■ **PAGE TEXT**
Appellate Division of the Supreme Court of New York, First Department
May 1, 1997
239 A.D.2d 186 (N.Y. App. Div. 1997)

Opinion

May 1, 1997

Appeal from Supreme Court, New York County (Sherry Klein Heitler, J.).


The motion court, in considering plaintiff's motion for partial summary judgment, properly refused to apply the doctrine of res ipsa loquitur in that it has not been established that the tile that struck plaintiff in the head, as she was walking down a street in front of defendants' school building, came from the school building, and, assuming it did, that defendants had exclusive control over it. In addition, the purported admission, by way of nonresponse to plaintiff's notice to admit, that the tile was dropped from one of two windows of the school building was properly vacated as bearing upon an ultimate issue that should more appropriately be explored through other disclosure devices ( see, Taylor v. Blair, 116 A.D.2d 204, 206).

■ **INSTRUCTION 1**
In the court opinion, where was the plaintiff walking when the tile struck her in the head?
■ **INSTRUCTION 2**
Give again the part of the court opinion that begins with the words "Appellate Division of" and stops after "Klein Heitler, J.).".

■ **RECORD EXCERPTS**
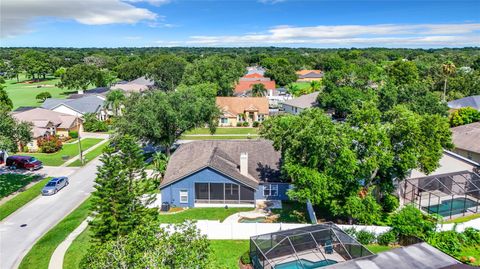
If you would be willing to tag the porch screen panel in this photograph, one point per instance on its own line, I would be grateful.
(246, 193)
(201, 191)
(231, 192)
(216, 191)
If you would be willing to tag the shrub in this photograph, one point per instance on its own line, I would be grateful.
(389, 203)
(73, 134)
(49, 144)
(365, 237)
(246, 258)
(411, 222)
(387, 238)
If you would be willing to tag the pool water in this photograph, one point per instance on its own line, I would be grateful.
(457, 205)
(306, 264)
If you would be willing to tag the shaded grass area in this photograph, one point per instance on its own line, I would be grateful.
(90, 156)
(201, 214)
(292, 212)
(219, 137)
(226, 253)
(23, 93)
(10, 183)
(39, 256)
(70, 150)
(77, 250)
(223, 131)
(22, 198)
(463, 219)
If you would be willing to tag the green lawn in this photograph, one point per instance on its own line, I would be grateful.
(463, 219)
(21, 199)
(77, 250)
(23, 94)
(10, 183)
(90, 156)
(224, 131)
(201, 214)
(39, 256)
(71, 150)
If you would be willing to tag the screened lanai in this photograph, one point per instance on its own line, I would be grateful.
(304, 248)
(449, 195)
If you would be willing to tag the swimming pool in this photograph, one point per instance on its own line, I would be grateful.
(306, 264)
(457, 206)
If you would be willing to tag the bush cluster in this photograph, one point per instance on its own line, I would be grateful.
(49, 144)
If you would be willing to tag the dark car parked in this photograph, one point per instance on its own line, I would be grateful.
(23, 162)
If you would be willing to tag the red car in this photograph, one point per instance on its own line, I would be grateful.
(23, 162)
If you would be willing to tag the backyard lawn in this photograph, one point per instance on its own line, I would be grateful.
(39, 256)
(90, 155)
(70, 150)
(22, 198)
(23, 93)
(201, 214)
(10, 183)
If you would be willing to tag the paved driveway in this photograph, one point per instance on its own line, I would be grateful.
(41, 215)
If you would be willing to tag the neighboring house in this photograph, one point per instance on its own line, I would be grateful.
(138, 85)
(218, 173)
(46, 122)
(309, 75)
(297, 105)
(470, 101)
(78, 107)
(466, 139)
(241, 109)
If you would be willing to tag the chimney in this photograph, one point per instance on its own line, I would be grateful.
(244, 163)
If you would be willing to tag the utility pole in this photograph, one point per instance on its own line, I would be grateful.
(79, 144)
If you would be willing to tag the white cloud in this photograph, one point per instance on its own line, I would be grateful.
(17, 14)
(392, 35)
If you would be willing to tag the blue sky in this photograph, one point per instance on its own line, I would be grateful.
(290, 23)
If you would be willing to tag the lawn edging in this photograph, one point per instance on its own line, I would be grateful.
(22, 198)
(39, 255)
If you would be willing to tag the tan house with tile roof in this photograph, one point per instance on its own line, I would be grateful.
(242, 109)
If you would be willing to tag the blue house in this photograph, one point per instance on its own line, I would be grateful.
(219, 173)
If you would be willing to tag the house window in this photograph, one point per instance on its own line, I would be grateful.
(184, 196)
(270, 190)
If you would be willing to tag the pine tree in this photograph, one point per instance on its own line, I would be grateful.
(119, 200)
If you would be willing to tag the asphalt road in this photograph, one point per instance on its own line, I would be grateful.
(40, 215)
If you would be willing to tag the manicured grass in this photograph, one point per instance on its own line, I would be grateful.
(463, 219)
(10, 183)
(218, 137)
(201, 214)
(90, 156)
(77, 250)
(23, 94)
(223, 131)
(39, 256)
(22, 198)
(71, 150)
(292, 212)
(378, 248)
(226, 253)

--

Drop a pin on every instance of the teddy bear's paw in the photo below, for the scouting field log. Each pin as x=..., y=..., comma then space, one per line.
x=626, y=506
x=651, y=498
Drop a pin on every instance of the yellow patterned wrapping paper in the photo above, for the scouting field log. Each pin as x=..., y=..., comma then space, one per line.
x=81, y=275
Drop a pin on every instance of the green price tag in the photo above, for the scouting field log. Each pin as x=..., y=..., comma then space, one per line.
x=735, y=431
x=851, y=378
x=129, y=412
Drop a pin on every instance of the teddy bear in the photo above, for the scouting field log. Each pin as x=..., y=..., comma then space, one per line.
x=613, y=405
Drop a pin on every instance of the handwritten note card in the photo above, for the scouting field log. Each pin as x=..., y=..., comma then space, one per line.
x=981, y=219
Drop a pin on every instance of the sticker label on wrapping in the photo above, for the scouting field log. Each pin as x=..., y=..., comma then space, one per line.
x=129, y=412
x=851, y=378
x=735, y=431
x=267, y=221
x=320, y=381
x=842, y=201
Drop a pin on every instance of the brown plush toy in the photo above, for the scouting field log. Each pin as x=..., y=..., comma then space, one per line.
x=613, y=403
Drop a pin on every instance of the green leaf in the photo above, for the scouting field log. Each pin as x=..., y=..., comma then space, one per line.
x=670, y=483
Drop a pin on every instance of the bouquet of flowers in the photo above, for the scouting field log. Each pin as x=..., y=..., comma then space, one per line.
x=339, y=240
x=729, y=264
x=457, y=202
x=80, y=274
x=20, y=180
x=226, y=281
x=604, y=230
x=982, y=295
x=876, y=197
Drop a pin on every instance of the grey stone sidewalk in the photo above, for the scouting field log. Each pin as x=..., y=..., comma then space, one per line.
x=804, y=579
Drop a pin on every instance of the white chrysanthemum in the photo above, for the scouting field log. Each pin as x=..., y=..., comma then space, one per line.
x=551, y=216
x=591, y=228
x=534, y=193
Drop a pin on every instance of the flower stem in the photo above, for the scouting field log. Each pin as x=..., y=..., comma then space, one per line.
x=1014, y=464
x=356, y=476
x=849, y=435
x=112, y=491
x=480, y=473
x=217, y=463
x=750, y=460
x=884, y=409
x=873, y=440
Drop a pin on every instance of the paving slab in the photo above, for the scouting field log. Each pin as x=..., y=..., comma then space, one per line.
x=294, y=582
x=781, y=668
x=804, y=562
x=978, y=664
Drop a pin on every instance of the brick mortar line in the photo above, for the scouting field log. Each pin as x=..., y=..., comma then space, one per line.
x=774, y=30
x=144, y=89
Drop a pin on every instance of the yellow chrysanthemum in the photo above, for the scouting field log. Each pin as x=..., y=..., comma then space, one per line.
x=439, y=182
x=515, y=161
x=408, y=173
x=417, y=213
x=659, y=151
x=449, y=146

■ **RESULT 1**
Down a street in front of the defendants' school building.

■ **RESULT 2**
Appellate Division of the Supreme Court of New York, First Department
May 1, 1997
239 A.D.2d 186 (N.Y. App. Div. 1997)

Opinion

May 1, 1997

Appeal from Supreme Court, New York County (Sherry Klein Heitler, J.).